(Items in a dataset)
▬▬▬

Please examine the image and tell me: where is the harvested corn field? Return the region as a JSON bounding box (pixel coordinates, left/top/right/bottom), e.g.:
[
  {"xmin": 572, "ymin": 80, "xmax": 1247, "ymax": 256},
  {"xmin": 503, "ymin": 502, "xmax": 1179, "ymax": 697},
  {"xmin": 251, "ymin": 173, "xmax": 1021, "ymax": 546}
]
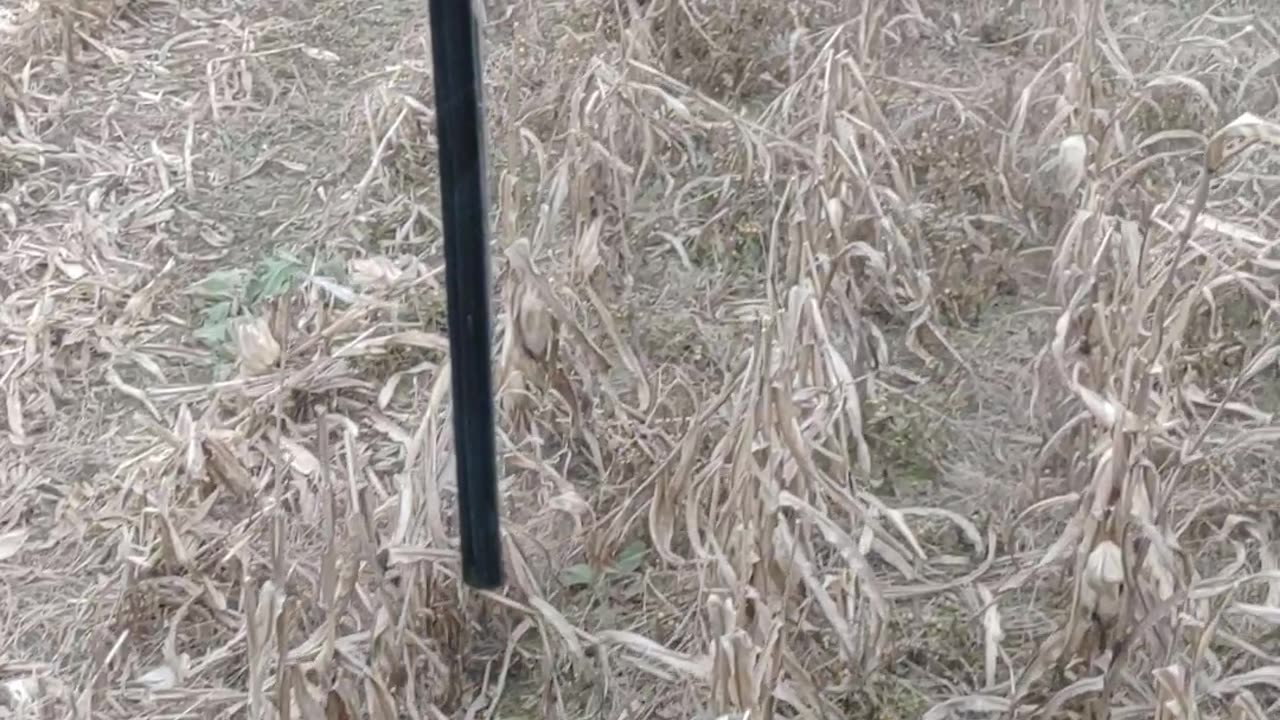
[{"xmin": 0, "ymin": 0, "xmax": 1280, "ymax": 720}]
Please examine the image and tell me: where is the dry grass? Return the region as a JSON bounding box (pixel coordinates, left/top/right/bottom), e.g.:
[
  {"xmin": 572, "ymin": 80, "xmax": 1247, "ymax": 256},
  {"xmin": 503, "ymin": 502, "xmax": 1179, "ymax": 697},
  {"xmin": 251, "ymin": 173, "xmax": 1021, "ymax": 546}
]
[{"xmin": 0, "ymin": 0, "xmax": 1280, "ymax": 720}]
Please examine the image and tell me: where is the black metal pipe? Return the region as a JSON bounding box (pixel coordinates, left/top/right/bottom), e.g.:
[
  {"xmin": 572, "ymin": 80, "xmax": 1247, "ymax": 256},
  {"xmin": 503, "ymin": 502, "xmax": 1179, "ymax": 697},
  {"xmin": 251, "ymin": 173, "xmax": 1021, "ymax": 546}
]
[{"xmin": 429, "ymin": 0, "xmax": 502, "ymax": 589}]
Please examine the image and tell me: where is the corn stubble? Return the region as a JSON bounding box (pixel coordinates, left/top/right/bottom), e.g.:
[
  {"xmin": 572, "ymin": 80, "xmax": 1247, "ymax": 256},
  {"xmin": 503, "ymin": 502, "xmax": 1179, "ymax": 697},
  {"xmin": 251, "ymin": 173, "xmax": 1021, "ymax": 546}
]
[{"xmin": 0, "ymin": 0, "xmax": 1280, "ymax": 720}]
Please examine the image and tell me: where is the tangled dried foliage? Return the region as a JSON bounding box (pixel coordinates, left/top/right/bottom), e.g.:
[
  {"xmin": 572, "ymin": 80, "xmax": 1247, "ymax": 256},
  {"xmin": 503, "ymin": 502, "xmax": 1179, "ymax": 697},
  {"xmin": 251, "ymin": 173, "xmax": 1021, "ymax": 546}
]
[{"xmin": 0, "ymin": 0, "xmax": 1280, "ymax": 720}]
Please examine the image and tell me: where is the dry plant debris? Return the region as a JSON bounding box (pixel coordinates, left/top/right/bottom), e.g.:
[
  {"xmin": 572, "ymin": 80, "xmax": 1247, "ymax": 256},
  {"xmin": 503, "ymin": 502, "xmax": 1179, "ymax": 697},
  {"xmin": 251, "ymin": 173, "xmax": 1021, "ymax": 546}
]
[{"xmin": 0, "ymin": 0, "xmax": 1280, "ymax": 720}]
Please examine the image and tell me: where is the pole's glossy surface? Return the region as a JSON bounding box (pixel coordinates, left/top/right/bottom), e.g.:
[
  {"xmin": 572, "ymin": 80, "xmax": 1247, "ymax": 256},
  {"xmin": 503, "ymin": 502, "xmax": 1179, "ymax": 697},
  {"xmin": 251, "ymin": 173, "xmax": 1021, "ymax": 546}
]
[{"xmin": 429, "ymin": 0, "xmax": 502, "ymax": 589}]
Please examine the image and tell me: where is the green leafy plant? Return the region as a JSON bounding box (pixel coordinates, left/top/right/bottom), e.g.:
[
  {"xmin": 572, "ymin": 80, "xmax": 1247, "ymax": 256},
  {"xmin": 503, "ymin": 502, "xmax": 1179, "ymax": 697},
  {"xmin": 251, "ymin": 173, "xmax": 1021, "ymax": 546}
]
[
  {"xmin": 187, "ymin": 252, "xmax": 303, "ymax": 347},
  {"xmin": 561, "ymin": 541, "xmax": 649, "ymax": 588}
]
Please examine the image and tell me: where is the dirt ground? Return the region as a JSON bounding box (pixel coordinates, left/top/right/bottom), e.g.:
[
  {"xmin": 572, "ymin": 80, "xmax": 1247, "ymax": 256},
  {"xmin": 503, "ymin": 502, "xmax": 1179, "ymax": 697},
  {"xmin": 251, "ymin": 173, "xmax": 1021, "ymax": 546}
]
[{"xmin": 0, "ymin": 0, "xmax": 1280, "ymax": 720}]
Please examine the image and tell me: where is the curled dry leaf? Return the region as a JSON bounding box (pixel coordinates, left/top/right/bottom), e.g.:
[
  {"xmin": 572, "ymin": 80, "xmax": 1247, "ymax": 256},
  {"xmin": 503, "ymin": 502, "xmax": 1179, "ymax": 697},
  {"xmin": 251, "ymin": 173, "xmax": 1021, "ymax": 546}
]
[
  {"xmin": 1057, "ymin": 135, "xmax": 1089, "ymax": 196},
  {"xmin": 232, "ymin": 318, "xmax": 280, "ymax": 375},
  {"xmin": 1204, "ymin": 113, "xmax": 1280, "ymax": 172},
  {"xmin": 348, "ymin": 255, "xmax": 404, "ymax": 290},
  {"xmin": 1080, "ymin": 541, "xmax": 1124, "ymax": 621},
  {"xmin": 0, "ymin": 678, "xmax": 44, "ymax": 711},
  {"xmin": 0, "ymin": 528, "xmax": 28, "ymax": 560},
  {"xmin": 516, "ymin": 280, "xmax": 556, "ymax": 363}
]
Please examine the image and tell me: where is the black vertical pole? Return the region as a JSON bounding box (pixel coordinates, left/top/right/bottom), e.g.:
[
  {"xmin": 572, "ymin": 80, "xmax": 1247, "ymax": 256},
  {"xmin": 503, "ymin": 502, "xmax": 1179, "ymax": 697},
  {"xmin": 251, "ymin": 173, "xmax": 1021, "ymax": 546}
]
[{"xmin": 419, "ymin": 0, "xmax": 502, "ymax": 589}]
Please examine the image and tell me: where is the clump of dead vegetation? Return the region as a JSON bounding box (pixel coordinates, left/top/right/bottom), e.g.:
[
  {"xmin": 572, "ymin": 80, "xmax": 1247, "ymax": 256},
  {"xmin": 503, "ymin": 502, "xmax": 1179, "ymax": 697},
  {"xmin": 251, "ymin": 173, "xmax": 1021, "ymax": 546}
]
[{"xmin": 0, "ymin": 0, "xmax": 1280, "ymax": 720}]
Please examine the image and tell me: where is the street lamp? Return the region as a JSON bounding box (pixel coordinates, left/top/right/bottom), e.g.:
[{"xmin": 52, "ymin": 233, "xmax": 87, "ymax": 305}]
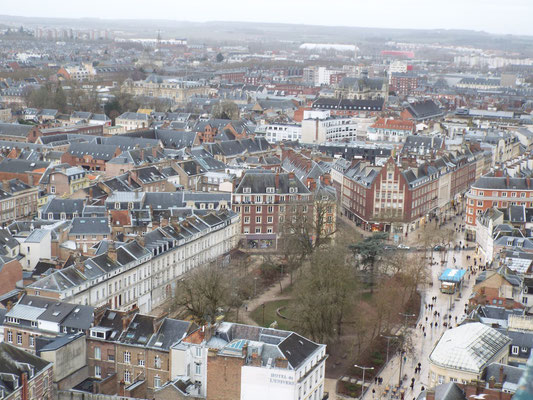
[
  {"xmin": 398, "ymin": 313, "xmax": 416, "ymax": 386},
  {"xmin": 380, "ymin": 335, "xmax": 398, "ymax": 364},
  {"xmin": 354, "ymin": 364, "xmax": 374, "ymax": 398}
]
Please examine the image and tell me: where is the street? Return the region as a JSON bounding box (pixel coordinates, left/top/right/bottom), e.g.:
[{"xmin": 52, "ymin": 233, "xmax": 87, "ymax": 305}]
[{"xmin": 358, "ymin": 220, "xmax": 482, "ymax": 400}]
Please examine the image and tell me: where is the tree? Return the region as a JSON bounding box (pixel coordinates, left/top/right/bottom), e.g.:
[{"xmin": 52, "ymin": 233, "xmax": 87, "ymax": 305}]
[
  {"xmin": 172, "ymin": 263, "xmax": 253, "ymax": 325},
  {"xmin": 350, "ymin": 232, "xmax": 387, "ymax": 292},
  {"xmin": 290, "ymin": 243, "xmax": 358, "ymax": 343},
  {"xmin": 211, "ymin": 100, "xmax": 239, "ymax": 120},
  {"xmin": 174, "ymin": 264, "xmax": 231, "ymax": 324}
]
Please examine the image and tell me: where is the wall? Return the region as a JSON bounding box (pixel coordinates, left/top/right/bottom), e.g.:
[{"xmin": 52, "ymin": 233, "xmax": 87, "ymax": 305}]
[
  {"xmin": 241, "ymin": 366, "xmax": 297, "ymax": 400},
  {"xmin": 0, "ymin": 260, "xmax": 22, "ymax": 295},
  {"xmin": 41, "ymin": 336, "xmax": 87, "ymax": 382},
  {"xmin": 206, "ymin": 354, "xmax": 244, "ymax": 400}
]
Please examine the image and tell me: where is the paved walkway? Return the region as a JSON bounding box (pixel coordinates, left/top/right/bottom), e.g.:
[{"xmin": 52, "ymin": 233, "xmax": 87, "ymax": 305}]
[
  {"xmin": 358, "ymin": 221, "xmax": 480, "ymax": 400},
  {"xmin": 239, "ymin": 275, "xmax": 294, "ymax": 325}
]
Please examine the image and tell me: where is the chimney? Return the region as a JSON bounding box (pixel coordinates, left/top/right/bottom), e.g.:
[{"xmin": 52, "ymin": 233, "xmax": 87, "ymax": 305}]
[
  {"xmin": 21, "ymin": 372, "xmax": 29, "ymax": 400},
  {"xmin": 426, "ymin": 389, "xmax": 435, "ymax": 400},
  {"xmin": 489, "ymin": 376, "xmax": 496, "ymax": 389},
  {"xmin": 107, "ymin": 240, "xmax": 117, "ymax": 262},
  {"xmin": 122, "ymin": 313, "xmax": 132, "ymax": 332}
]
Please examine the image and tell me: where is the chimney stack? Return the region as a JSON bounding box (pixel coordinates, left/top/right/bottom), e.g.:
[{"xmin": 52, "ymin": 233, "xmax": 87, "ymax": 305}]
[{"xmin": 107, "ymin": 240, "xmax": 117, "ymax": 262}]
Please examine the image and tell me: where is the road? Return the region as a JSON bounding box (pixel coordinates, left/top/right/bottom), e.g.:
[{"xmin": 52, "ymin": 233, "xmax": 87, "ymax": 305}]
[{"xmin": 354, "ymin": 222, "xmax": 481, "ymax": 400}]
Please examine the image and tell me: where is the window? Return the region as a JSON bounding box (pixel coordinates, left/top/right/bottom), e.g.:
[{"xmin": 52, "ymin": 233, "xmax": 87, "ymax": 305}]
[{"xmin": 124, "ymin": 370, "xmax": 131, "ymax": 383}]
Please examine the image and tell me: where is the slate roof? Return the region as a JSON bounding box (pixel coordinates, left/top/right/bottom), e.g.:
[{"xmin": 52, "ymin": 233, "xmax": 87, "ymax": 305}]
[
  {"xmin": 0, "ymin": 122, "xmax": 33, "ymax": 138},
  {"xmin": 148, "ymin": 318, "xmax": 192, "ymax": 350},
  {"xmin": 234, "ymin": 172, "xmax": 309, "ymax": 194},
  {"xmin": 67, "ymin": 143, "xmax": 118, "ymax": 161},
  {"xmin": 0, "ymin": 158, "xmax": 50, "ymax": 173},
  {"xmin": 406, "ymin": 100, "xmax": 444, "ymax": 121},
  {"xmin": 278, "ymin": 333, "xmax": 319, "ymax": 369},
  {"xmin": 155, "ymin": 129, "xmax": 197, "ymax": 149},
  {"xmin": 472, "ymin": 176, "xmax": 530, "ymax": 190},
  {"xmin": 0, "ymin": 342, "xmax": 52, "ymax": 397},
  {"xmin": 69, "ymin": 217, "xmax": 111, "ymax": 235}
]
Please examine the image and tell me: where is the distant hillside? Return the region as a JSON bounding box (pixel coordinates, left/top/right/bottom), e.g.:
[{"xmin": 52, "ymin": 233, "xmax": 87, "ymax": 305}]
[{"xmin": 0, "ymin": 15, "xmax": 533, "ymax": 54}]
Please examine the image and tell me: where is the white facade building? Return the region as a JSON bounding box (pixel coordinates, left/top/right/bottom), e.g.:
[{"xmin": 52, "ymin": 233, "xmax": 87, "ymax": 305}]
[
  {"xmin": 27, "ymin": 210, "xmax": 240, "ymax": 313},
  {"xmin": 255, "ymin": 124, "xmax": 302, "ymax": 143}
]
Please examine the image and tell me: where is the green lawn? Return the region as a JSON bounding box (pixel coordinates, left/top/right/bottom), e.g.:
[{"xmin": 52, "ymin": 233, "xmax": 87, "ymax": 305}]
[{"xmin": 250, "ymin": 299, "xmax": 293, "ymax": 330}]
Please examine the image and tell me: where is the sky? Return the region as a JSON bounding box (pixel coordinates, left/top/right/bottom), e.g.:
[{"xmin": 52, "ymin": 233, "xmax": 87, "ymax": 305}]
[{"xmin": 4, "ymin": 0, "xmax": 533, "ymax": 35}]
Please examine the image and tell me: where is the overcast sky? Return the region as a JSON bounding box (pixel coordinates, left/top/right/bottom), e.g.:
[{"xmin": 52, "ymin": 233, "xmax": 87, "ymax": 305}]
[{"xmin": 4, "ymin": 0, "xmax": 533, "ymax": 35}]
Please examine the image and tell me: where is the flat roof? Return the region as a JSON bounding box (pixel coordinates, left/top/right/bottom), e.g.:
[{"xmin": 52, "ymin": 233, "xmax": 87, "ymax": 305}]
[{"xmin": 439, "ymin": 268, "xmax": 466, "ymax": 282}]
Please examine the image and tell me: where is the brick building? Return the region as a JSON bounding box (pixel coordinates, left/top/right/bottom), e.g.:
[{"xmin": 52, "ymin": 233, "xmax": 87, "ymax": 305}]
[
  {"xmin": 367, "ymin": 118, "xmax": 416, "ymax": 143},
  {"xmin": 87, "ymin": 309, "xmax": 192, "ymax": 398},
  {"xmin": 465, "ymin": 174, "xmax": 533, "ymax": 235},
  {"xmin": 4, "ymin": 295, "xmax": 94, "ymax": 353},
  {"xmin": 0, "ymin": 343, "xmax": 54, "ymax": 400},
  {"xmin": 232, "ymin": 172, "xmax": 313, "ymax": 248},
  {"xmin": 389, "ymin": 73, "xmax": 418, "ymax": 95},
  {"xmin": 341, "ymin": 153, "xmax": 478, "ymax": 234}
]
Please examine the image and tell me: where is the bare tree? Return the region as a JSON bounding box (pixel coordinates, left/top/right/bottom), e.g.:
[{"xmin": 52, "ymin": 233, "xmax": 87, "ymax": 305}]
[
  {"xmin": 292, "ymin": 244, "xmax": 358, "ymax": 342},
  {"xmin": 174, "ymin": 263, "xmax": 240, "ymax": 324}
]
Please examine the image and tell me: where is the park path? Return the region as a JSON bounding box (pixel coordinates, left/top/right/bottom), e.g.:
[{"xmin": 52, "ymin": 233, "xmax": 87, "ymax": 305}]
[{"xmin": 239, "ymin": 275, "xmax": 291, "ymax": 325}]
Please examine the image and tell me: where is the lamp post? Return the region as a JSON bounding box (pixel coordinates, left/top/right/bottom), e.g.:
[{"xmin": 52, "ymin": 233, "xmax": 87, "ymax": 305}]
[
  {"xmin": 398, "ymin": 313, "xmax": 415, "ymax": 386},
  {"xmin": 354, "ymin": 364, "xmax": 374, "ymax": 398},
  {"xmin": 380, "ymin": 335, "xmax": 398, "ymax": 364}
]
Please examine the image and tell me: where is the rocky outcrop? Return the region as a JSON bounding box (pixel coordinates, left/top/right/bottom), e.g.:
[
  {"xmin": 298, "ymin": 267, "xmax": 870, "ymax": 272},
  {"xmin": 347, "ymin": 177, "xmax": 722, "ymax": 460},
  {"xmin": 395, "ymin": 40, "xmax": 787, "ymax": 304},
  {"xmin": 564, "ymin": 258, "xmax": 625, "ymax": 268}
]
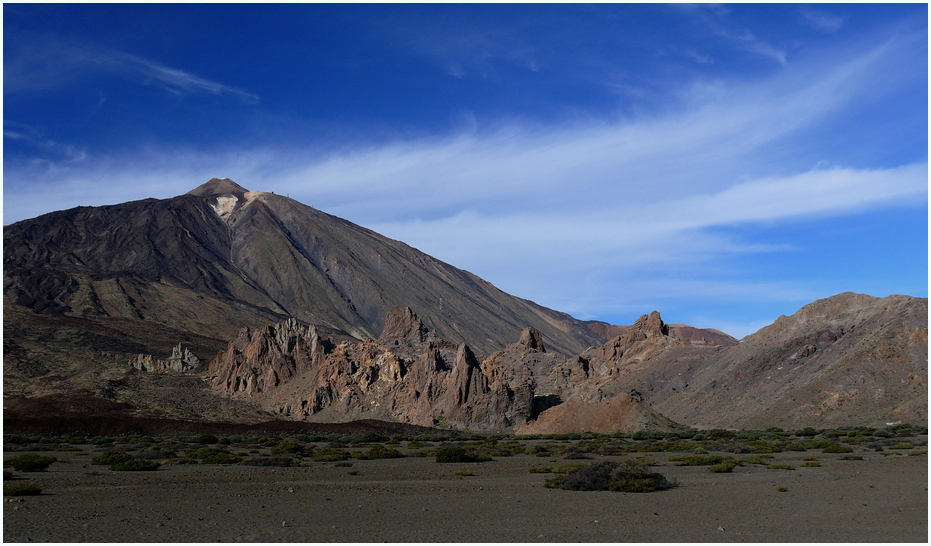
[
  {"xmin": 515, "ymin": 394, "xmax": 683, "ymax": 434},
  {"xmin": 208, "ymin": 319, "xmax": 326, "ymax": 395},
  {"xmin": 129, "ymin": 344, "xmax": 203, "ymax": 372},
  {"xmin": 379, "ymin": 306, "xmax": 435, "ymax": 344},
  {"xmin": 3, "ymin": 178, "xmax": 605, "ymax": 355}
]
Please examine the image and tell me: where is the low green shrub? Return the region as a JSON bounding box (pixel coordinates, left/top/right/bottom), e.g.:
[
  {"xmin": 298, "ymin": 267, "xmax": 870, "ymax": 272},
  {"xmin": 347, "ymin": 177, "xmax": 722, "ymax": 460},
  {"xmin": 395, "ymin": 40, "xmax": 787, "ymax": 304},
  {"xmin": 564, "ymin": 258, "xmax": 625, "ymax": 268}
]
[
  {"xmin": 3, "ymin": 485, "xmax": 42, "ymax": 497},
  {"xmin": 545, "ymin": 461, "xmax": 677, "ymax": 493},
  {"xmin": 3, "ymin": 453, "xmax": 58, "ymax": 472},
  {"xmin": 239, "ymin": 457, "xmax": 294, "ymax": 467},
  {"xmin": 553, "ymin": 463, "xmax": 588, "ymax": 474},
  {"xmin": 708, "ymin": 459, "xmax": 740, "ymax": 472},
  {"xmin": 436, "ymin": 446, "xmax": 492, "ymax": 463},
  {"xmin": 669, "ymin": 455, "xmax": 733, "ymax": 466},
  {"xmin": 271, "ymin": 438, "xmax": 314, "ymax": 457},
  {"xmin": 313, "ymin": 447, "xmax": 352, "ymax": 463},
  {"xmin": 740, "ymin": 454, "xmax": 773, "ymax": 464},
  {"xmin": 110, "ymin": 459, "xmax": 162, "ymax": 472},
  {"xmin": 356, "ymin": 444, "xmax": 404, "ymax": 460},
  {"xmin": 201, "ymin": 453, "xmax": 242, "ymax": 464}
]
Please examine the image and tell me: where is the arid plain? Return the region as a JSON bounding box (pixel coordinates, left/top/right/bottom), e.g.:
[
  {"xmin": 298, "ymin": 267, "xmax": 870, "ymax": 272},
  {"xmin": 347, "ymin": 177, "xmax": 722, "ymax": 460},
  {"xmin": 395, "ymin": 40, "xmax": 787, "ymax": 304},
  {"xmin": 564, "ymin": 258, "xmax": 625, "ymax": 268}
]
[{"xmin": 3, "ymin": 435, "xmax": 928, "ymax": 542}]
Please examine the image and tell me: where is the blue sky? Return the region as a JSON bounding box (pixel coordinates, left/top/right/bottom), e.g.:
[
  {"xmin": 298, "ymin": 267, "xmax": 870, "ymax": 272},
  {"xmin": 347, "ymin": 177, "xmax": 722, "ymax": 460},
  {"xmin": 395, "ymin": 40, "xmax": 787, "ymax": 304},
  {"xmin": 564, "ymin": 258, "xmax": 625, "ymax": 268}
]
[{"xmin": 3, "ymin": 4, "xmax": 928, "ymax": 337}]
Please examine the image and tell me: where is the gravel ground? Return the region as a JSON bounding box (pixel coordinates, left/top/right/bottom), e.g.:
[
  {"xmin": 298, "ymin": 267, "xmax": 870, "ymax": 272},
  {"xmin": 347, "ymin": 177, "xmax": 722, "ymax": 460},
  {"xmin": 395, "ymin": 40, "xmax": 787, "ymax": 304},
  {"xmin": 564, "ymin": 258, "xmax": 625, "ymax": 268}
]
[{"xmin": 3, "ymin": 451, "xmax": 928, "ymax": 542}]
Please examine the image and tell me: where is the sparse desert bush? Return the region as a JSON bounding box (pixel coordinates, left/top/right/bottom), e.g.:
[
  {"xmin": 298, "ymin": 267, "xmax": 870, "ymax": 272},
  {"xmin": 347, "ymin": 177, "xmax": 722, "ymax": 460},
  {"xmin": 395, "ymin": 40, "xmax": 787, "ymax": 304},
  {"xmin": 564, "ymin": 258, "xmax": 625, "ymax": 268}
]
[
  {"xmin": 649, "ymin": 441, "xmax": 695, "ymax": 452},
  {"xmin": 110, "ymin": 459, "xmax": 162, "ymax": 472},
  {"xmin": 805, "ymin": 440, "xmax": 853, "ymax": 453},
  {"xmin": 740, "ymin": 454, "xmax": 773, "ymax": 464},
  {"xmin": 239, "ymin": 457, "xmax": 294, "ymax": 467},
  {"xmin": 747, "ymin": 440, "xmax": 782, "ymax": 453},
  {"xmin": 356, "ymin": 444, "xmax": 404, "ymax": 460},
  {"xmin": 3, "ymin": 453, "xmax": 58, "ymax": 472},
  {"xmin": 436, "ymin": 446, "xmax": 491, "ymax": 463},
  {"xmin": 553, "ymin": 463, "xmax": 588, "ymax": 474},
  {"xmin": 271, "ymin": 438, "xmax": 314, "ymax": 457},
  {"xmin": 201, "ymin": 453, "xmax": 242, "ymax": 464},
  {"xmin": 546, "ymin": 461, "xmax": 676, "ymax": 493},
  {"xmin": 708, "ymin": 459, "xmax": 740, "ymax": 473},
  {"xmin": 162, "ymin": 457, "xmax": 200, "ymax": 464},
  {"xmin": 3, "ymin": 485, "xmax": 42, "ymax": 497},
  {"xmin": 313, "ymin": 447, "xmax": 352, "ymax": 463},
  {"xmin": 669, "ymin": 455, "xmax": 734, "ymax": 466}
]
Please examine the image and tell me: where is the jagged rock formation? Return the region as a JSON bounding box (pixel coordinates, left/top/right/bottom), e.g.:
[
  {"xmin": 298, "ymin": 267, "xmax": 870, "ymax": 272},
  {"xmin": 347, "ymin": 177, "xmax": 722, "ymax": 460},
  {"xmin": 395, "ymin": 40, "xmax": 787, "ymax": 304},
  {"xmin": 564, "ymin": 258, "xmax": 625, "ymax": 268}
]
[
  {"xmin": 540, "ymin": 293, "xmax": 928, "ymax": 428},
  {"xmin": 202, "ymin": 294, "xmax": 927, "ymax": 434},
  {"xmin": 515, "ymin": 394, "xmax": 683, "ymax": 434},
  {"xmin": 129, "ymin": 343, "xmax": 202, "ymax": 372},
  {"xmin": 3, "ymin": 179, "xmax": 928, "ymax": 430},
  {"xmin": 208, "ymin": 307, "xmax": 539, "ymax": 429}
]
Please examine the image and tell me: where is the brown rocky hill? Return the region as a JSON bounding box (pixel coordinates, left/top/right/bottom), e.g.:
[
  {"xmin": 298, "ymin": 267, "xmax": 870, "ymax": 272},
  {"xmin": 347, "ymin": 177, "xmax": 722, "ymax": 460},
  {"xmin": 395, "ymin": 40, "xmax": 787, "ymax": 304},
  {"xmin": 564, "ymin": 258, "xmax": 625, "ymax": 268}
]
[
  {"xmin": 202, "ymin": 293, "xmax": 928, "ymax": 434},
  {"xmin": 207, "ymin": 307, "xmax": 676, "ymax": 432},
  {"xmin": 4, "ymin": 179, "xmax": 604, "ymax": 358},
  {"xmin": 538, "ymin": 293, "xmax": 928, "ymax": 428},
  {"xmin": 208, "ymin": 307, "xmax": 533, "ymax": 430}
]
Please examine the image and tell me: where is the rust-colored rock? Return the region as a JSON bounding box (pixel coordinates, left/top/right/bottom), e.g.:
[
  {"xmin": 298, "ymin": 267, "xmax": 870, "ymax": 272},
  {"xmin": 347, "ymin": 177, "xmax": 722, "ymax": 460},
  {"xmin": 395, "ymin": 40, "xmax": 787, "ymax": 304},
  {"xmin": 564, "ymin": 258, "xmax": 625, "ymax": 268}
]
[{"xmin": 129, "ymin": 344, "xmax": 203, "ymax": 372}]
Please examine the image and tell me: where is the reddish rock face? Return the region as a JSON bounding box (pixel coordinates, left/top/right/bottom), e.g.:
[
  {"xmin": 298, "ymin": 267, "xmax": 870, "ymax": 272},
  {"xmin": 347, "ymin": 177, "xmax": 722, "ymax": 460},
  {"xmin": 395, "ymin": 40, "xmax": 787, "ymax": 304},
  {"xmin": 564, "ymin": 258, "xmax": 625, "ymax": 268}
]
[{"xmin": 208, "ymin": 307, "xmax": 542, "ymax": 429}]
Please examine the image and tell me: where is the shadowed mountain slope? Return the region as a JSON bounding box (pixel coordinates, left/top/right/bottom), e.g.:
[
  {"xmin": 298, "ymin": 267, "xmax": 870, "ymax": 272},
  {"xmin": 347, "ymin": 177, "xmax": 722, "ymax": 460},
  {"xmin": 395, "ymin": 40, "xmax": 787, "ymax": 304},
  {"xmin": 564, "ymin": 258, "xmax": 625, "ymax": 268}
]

▬▬▬

◆ Task objective
Filter the lines above, keeping only those that contain the string "green". Output the matching lines in their original order.

◆ Solution
Please examine the image and tell me: where is the green leafy plant? Return the region as a JSON bounding box (pixel coordinates, left/top/right/bottom), e.g.:
Please examine the image and tell me: where is the green lawn? Return the region as a JSON bounding box (pixel coordinates, left/top/right/bottom), e.g.:
Please examine the image and tell me: where is the low green shrub? Return the region as a JSON bounding box (pixel coordinates, left/top/right/bottom), e.g.:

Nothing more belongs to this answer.